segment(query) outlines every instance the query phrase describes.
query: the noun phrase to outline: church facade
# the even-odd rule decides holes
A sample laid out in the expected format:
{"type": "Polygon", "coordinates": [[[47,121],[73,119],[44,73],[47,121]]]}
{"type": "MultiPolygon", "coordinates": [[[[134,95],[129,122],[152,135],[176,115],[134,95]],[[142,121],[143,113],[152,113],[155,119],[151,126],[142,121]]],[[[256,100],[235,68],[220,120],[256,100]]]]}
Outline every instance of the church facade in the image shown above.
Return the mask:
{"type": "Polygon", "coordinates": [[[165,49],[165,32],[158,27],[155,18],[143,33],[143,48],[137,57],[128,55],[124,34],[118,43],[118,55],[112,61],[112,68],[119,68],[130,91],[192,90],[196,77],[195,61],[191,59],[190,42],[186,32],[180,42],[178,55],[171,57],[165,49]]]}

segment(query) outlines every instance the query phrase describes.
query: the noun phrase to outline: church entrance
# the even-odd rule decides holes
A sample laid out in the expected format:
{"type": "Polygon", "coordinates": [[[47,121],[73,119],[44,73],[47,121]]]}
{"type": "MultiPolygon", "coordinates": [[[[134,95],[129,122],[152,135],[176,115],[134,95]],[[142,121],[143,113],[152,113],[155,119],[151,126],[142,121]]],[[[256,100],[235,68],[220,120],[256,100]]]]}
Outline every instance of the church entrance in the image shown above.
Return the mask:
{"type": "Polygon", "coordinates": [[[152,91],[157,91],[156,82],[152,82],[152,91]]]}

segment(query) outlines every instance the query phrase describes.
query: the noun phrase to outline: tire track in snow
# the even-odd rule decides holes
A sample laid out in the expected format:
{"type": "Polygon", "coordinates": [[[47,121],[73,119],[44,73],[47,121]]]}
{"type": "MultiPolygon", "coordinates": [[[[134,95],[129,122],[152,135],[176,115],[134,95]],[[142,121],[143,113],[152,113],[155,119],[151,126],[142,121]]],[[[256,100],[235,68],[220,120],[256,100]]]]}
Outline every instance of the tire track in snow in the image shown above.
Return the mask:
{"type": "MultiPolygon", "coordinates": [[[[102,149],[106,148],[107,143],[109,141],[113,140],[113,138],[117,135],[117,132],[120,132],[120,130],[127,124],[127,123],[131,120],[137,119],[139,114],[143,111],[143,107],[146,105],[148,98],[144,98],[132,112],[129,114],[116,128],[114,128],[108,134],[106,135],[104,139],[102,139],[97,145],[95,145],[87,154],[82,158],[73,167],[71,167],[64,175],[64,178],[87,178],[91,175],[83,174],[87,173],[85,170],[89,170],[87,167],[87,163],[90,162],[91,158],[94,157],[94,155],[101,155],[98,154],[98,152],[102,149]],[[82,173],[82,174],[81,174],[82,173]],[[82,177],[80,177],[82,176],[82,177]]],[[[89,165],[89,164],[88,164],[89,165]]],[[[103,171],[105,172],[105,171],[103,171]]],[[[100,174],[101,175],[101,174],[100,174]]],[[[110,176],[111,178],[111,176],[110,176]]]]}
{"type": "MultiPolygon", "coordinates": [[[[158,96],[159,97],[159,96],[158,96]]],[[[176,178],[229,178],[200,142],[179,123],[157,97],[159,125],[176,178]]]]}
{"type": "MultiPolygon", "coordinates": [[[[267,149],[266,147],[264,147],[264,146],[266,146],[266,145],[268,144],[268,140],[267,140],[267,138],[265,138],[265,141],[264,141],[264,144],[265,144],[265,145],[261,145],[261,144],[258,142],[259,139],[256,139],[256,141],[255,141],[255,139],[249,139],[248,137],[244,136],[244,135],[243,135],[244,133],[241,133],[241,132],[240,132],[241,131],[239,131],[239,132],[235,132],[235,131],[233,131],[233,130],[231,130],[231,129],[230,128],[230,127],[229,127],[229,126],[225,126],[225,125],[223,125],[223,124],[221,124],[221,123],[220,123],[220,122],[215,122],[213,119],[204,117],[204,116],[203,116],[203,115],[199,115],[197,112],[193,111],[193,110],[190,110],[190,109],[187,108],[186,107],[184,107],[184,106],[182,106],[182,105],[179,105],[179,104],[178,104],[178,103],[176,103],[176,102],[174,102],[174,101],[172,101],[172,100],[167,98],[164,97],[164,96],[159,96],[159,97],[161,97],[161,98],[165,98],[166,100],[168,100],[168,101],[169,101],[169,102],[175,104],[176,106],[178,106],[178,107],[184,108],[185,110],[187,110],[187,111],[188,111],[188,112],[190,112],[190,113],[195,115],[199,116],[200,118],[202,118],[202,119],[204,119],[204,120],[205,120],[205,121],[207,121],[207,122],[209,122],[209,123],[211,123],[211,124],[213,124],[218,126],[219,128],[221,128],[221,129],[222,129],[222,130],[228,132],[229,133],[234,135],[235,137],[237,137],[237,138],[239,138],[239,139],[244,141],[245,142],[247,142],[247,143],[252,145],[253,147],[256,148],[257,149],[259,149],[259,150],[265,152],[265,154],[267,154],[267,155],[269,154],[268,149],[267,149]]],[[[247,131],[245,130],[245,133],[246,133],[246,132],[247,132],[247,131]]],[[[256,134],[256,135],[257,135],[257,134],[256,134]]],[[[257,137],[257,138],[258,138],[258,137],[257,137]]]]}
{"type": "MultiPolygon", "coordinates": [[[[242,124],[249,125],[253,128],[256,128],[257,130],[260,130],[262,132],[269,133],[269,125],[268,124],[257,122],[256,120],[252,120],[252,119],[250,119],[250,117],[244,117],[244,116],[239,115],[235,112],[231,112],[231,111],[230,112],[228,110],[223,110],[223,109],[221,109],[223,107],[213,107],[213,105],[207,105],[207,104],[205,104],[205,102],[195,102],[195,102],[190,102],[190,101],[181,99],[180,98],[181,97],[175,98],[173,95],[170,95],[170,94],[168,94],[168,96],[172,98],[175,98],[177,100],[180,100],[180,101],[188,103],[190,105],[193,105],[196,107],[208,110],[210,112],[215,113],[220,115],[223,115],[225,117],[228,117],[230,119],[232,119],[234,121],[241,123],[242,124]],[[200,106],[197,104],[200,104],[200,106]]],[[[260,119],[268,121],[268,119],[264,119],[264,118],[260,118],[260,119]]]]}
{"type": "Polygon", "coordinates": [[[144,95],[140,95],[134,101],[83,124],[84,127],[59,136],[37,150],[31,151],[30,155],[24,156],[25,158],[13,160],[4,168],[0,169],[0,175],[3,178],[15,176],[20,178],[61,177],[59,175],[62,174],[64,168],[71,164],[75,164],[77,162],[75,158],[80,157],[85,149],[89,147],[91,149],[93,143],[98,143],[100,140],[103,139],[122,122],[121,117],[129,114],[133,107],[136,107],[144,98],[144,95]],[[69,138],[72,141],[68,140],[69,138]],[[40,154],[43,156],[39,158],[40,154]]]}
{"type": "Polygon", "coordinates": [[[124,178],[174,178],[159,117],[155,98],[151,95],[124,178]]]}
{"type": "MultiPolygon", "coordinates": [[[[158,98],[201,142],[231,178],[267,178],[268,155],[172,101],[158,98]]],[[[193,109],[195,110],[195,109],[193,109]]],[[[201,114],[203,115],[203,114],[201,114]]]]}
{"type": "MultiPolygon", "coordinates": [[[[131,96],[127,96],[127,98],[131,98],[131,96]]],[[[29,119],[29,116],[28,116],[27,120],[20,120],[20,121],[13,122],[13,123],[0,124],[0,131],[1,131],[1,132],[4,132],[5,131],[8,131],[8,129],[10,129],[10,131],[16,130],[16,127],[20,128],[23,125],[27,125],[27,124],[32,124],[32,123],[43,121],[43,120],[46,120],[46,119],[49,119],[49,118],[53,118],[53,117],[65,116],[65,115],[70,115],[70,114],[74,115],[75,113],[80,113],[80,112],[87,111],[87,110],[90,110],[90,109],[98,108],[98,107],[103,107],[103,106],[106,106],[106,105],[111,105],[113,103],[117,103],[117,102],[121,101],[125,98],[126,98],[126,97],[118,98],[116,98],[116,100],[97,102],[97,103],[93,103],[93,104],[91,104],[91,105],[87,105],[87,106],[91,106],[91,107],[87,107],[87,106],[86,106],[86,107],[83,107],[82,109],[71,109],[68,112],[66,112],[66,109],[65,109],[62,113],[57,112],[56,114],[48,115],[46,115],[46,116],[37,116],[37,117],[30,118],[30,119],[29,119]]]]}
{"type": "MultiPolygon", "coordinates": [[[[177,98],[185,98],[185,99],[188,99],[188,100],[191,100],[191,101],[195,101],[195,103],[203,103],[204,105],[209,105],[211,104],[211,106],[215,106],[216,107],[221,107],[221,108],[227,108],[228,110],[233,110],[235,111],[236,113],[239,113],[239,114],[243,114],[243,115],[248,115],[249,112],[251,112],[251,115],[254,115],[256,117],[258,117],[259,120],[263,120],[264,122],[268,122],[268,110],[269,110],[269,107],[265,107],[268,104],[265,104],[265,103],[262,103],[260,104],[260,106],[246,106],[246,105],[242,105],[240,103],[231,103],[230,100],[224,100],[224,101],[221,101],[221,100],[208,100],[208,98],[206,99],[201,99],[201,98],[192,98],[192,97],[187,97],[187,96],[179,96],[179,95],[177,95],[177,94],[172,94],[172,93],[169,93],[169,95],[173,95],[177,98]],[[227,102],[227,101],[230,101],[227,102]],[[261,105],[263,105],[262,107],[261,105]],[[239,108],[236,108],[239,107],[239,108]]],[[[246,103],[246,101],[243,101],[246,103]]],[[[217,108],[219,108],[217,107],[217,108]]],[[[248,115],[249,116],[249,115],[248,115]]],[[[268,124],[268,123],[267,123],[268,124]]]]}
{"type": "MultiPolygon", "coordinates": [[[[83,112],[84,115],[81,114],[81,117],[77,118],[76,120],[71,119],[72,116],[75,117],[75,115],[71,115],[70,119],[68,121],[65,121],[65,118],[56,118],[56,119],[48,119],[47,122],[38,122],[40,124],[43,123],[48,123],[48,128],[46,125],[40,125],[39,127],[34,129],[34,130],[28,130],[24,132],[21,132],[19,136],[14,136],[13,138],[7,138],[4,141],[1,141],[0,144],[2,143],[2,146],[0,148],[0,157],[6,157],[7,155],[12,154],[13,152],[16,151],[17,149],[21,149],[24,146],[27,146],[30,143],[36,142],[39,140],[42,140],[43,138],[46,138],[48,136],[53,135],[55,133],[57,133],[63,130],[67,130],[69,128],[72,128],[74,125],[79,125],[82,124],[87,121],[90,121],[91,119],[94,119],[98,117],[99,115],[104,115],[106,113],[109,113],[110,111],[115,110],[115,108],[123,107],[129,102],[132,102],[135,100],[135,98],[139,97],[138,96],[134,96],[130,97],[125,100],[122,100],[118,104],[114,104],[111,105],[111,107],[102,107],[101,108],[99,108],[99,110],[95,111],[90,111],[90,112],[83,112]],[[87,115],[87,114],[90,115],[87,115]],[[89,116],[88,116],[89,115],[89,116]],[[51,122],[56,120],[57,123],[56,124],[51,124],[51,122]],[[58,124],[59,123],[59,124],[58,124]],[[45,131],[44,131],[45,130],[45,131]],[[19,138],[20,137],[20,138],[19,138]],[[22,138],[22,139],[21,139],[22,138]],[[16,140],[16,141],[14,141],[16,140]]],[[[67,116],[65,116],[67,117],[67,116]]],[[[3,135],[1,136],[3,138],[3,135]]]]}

********************

### PROMPT
Which lines in the items above contain the word "entrance"? Pick out every such line and copy it, treating uppercase and lowercase as different.

### RESPONSE TO THIS TASK
query: the noun phrase to outline: church entrance
Outline every instance of the church entrance in the image shown above.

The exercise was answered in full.